◆ **Extrait source**:

------

Aussi paradoxal que ce soit, nous sommes plutôt ouvert en France. Un certain cinéma labellisé "asiatique" (comme s'il n'en existait qu'un seul, hum) a toujours été plus ou moins plébiscité. Mais il reste dans une veine de cinéma d'auteur comme je le souligne plus haut (OK j'enfonce une porte ouverte, j'avoue). Le paradoxe c'est qu’au-delà de cet état de fait, il existe bel et bien une population qui apprécie également ses films d'actions, ses thrillers et j'en passe. Pourtant, certains éditeurs ou distributeurs n'osent ou ne souhaitent prendre le risque d'une sortie ciné'. Pourquoi ? En France, aussi ouvert que nous sommes, on a encore du mal à voir un film remplit de "bridé". J'en démords pas. On pourra toujours compter sur une p'tite frange cinéphile qui apprécie l'auteur comme le bis mais c'est peu de chose en comparaison des risques que prendraient un distributeur ou même éditeur à les sortir en salle. Tu parles de "Haeundae" du fait qu'ils ont "pris soin de gommer les traits asiatiques du film lors de la campagne marketing". Voilà ce qui l'en est. Ils ont fait et font la même chose pour "The Raid", film indonésien actuellement au cinéma. Et sincèrement, ça veut tout dire... ou comment nous vendre un film asiatique sans dire qu'il est vraiment asiatique parce que disons-le, également passé de mode. Passé de mode également à cause des distributeurs et éditeurs qui nous ont refourgué de la bonne daube. Ils ont notamment chopé du film en lot pour pas cher et ils nous l'ont souvent vendu comme des "must". Bref.

------

◆ **Données de travail**:
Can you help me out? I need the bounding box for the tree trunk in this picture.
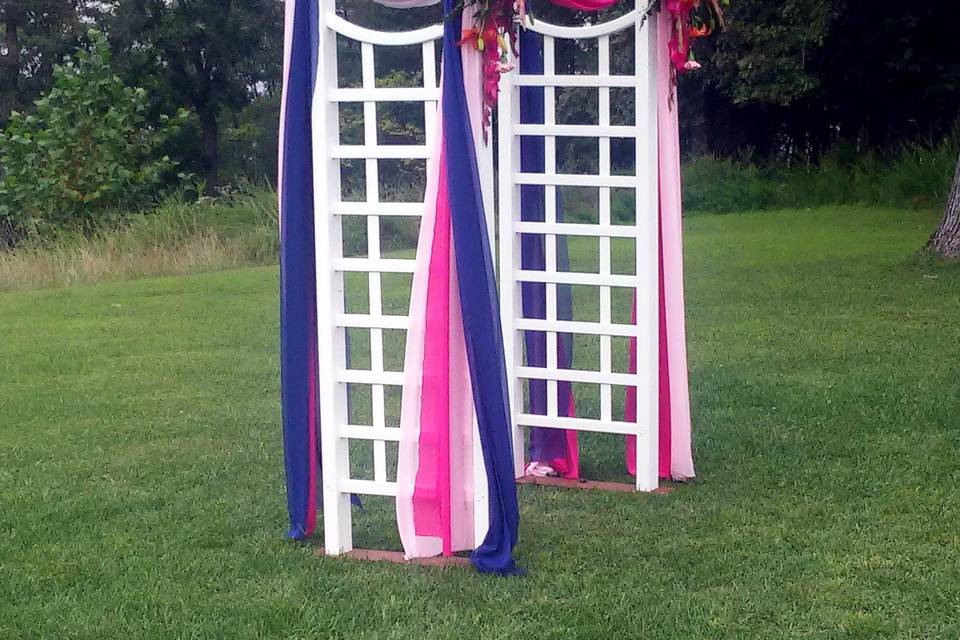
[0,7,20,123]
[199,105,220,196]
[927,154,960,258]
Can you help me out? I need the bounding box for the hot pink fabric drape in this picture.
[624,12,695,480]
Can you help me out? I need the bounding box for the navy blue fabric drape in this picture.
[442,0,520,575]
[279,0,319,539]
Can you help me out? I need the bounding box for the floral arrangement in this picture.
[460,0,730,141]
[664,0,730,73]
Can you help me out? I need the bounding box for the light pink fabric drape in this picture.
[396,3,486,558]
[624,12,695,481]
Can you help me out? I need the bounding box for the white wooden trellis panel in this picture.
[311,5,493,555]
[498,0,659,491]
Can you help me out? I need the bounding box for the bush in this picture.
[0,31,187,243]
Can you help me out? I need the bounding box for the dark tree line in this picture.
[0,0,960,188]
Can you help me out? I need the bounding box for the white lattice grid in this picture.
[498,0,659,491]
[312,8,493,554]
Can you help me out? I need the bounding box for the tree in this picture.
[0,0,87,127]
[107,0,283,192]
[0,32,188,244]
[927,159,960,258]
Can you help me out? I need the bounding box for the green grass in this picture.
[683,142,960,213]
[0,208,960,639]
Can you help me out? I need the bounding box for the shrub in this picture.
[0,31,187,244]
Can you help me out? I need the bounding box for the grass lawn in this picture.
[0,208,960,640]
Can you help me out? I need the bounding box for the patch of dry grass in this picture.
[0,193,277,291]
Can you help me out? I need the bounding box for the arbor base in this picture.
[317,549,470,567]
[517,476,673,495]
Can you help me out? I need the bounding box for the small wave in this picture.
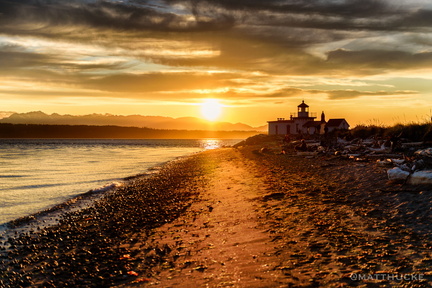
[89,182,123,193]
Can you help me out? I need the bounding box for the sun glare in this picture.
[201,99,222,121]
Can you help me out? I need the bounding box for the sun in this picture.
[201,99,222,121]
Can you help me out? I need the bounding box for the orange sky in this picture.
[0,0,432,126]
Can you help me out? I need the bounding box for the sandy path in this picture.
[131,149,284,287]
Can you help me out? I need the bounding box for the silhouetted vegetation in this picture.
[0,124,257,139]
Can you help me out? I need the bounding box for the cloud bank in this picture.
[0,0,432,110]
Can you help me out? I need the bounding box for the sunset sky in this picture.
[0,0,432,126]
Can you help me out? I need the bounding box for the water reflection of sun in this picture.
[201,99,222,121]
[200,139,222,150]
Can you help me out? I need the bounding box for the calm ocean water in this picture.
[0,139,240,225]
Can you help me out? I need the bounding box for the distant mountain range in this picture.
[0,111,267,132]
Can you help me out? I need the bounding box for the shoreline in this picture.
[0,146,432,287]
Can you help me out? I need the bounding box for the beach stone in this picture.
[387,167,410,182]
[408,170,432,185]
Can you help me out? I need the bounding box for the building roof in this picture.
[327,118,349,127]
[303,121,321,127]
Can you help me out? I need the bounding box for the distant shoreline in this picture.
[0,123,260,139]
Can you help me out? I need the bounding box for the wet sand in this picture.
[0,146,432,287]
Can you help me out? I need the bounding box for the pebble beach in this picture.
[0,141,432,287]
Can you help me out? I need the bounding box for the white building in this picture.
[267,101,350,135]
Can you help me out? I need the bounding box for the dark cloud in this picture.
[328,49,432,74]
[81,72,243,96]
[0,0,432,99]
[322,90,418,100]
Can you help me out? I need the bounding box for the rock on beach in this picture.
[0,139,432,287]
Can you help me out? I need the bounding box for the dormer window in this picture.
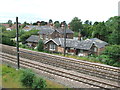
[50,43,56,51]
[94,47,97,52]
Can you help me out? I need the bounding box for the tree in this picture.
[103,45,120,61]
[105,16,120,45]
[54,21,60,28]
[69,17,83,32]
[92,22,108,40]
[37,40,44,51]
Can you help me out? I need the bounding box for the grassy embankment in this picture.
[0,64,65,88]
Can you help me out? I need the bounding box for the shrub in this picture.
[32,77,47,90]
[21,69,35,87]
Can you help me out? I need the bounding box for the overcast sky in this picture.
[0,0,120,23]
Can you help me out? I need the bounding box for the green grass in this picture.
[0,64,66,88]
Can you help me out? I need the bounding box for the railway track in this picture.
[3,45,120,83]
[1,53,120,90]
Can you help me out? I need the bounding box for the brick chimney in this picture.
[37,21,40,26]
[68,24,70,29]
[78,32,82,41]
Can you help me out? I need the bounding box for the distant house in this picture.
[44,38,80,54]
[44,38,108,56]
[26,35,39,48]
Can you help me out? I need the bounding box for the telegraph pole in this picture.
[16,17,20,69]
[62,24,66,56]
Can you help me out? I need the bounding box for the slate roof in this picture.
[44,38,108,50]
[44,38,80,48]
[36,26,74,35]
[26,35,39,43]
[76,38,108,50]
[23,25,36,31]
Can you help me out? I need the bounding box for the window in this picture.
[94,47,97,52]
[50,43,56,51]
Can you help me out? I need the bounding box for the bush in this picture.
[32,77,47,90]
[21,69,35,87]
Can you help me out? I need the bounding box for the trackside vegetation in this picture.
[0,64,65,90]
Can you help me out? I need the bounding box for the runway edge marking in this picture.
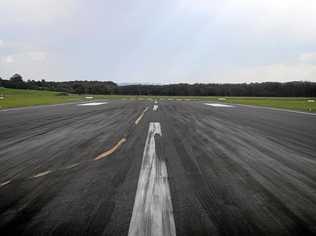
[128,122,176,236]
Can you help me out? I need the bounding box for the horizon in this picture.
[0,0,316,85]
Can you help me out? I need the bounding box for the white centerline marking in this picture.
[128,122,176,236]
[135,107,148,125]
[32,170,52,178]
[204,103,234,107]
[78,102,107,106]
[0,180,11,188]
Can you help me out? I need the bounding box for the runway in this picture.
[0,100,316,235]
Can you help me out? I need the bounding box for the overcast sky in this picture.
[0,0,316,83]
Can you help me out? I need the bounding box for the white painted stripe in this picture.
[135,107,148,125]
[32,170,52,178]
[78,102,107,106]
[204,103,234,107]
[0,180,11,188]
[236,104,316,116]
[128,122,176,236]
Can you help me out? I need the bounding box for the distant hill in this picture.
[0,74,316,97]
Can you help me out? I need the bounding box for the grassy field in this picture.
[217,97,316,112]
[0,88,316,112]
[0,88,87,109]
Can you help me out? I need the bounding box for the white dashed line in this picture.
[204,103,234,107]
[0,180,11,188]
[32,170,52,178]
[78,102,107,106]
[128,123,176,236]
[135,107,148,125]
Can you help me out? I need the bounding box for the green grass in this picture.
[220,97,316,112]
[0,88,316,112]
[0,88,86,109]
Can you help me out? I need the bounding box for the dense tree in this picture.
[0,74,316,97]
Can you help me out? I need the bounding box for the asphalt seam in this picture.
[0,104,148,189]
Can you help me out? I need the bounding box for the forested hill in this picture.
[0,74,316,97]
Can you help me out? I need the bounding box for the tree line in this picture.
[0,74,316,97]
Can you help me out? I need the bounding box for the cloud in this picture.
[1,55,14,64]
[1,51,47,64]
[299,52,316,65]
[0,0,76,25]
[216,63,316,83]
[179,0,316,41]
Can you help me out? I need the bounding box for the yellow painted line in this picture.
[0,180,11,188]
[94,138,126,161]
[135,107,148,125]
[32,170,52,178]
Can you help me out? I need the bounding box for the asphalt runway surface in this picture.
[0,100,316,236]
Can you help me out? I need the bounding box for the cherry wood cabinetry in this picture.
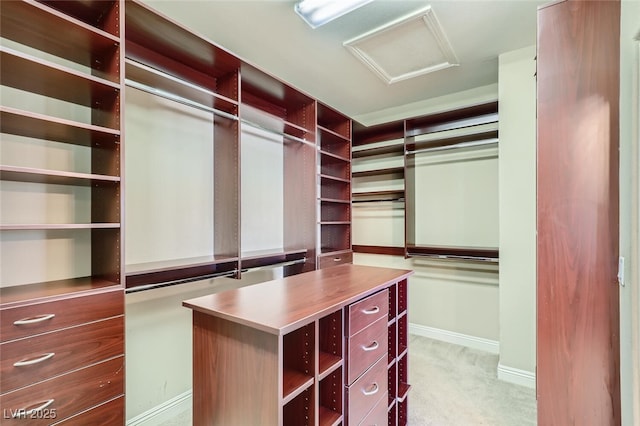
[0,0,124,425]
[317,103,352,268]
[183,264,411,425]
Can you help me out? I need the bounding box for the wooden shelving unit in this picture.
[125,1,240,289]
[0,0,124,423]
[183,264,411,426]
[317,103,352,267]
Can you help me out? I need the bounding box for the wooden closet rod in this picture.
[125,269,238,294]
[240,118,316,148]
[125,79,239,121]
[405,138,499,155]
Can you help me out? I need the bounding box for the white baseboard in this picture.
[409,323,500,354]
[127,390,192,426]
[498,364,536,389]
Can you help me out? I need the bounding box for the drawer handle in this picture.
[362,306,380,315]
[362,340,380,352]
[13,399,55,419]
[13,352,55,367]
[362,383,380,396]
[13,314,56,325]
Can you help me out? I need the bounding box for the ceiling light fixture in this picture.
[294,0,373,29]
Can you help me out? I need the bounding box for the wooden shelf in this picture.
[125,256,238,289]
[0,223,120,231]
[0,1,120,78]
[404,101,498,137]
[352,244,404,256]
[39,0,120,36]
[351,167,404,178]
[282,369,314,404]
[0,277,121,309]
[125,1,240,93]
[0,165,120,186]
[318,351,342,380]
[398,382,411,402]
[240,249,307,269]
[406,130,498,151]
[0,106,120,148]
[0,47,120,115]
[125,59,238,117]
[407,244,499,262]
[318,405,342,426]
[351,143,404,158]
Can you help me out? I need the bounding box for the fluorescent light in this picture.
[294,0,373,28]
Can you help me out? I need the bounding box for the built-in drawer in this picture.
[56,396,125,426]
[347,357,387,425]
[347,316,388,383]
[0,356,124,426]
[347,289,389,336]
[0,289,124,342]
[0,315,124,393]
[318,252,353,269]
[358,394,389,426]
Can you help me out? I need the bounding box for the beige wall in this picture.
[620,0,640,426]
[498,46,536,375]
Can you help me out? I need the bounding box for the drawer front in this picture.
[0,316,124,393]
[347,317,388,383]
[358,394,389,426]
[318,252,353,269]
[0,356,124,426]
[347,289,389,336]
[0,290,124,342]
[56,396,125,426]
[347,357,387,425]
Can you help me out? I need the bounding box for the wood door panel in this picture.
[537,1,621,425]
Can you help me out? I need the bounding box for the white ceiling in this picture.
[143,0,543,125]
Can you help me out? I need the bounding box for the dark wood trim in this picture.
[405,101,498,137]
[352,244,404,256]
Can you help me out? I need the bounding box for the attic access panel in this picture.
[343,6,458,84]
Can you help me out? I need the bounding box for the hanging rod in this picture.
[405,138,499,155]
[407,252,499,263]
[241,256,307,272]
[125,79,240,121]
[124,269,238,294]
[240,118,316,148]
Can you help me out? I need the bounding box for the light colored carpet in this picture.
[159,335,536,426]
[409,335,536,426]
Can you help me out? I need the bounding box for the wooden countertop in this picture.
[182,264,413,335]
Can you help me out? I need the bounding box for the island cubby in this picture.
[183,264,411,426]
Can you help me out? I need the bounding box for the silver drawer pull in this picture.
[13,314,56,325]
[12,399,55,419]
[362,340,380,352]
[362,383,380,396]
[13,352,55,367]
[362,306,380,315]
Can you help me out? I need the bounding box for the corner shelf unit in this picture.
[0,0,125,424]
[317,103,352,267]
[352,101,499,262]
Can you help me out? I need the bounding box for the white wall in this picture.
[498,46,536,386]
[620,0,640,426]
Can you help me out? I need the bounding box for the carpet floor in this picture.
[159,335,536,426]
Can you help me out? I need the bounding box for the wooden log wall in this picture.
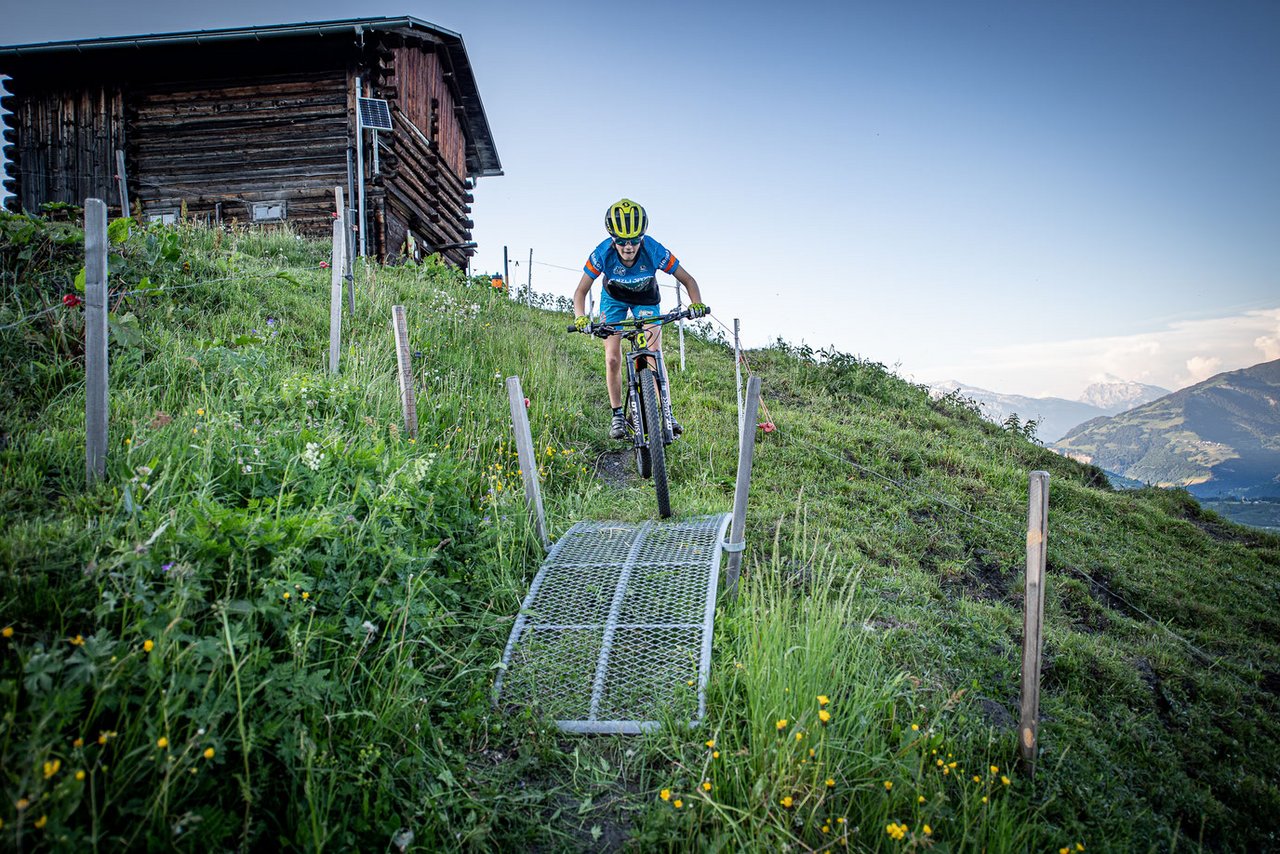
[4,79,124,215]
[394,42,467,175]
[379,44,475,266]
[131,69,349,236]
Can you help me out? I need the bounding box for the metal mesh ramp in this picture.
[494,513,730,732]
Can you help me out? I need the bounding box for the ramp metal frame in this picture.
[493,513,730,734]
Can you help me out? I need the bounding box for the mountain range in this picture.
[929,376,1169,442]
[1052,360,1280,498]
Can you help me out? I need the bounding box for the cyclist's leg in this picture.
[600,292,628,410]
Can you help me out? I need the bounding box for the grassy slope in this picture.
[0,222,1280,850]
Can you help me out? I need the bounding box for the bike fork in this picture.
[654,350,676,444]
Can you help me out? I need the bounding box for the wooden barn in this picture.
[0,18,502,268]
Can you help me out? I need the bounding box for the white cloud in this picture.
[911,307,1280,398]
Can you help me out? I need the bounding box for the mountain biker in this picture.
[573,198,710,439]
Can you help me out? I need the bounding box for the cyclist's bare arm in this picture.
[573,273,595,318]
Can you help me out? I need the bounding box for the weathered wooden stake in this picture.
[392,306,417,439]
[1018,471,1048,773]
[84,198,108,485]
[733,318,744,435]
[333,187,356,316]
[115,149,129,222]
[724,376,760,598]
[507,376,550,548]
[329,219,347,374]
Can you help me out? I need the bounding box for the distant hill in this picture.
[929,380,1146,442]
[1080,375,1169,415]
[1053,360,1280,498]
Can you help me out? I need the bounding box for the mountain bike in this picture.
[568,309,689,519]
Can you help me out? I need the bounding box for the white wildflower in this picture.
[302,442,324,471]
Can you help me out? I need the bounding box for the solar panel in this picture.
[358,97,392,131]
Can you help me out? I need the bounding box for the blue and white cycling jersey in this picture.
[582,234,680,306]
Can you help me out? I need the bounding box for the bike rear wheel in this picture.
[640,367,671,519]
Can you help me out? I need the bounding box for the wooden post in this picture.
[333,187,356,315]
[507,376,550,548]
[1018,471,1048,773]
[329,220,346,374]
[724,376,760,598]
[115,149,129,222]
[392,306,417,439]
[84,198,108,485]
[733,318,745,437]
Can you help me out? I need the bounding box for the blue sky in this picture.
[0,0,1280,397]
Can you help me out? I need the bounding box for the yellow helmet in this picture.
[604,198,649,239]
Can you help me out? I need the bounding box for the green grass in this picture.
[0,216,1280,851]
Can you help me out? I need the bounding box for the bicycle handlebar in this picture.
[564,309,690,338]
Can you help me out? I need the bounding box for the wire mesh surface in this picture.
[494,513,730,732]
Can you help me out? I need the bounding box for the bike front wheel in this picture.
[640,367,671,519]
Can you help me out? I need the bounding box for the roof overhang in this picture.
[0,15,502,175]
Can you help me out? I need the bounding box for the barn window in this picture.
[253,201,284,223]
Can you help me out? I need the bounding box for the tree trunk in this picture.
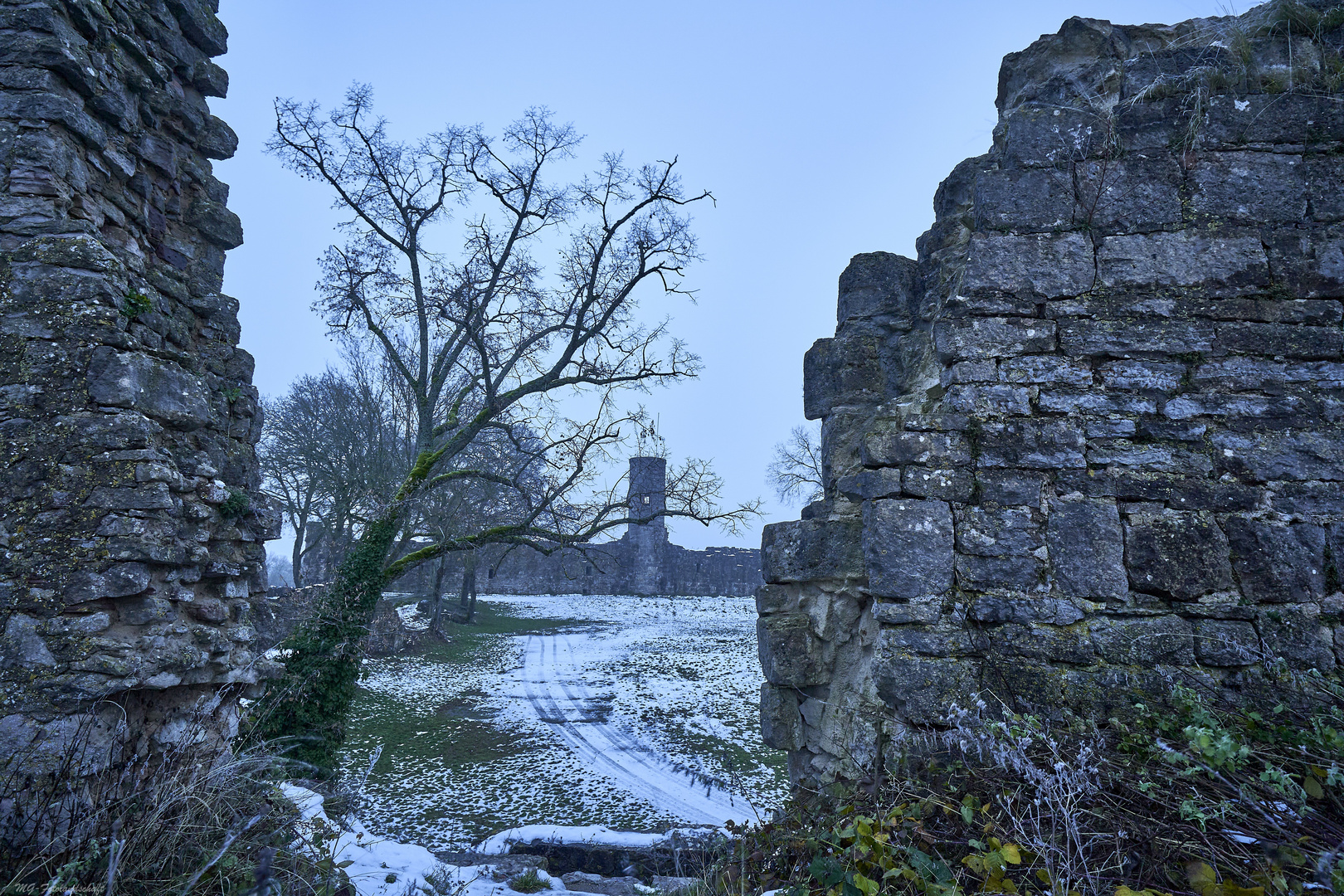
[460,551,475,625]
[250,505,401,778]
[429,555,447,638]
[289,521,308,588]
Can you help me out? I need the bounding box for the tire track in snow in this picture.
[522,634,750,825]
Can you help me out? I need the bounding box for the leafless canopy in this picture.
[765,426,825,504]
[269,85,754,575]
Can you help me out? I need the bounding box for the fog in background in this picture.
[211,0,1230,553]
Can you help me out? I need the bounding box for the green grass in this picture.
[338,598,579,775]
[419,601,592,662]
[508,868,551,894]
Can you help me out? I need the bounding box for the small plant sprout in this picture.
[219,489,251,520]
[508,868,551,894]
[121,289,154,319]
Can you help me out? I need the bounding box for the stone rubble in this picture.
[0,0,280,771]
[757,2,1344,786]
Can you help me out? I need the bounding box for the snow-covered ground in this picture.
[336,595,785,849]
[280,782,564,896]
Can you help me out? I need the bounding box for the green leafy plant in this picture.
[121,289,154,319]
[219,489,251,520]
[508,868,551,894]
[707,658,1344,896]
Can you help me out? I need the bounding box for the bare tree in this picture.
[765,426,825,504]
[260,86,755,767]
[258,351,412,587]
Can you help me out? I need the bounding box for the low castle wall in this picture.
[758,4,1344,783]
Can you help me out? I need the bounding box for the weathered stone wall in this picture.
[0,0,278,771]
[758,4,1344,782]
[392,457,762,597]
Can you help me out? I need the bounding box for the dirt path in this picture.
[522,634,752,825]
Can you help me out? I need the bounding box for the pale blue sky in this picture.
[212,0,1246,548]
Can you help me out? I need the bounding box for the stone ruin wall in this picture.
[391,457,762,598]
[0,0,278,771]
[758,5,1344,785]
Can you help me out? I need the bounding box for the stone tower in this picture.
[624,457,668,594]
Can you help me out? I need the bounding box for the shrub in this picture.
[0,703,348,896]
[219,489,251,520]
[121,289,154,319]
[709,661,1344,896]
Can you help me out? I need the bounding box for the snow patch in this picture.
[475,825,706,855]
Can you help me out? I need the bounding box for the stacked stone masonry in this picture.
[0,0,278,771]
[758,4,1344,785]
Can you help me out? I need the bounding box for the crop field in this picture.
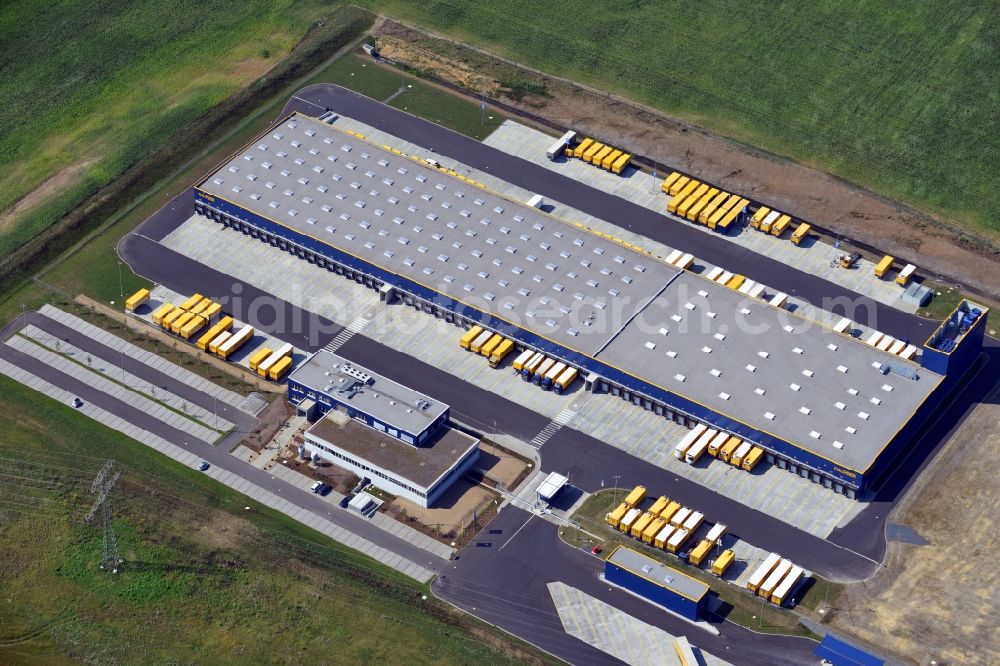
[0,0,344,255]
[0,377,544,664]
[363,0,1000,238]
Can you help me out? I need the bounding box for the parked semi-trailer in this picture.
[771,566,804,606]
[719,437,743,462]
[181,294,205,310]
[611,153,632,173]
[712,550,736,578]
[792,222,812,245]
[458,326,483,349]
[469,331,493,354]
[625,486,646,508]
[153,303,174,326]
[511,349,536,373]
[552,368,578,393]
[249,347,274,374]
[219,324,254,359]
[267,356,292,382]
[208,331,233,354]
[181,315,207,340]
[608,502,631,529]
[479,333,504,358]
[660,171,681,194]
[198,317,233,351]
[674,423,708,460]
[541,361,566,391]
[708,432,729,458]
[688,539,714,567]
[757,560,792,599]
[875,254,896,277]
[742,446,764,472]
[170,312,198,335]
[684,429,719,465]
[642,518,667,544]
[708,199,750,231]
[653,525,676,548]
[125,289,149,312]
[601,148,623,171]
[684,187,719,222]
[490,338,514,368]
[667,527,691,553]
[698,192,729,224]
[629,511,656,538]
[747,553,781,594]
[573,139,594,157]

------

◆ **Consignes écrites**:
1. Modifiez les lignes des enregistrements qui vont de celle contenant « arm in this picture. » à celle contenant « [358,97,392,131] » en remplaçant « solar panel » par « photovoltaic panel ». Recopiez uniquement ces lignes, sans rien changer d'autre.
2. Poursuivez le texte sur la sortie des films asiatiques en France à la suite de sa dernière phrase.

◆ **Réponses**:
1.
Can you help me out? I need the bounding box for the cyclist's bare arm in this picture.
[573,273,595,318]
Can you help me out? I need the bounding box for the weathered wooden stake in this picture.
[392,306,417,439]
[1018,471,1048,773]
[84,198,108,485]
[733,318,744,435]
[333,187,356,316]
[115,149,129,222]
[724,376,760,598]
[507,376,550,548]
[329,219,347,374]
Can you help me out? I need the bounding box for the distant hill in this picture.
[929,380,1146,442]
[1080,375,1169,415]
[1053,360,1280,498]
Can you help me out? I need the bounding box for the mountain bike in this picture.
[568,309,689,519]
Can you help me out? I need the bounding box for the white wildflower in this picture.
[302,442,324,471]
Can you help me out? I need the bounding box for the photovoltaic panel in this picture.
[358,97,392,131]

2.
Tout ça pour dire qu'on ne perd pas non plus grand chose avec "Quick". Ça pompe beaucoup de film sans grande originalité tellement que c'est vu et revu et repompé encore. Des acteurs principaux sans charisme et qui jouent comme tout les acteurs qui les ont précédé dans ce genre de film. Marre de voir toutes ces actrices sudco faire leur pseudo-Jeon Ji-hyeon. Ça passe bien sur le moment mais sincèrement aller mettre 20-25 euros là-dedans... vous ne tarderez pas à refourguer le DVD sur un site de vente en ligne pour 3 ou 4...

David Tredler a dit…

Ce qui me frappe toujours aussi, c'est que la plupart du temps, les bandes-annonces françaises de films asiatiques ne contiennent pas de dialogues, seulement de la musique, comme si entendre parler coréen, japonais ou chinois risquait de faire fuir les spectateurs. Ca donne des BA assez stylisées et poétiques, je repense notamment aux BA de "Sympathy for Mr Vengeance" ou "The Host", entièrement musicales, sans dialogues parlés, mais ça reflète la peur des distributeurs des langues asiatiques dans les BA.
J'ai été d'autant plus surpris de découvrir la BA de "La vie sans principes" de Johnnie To, qui n'a pas peur des dialogues, et ça fait plaisir.
Mais effectivement on ne perd pas énormément avec Quick ;)

Martin K a dit…

Assez d'accord avec tout ça, les gars, et je me souviens qu'I.D. m'avait fait remarquer que je voyais peu de films asiatiques - c'est toujours vrai, j'en suis à 4 (sur 83) à ce stade de l'année. Plus qu'une question de goût, c'est aussi pour moi une question d'opportunités. Peu ou pas de sorties en salles, peu ou pas de connaissances des films pour l'achat éventuel de DVDs, etc...

Est-ce que je suis trop peu aventureux ? C'est possible. Et je pense comme David que les langues doivent rebuter une partie du public (ou, en amont, des distributeurs). Les doubleurs et/ou traducteurs doivent être plus rares... donc plus chers.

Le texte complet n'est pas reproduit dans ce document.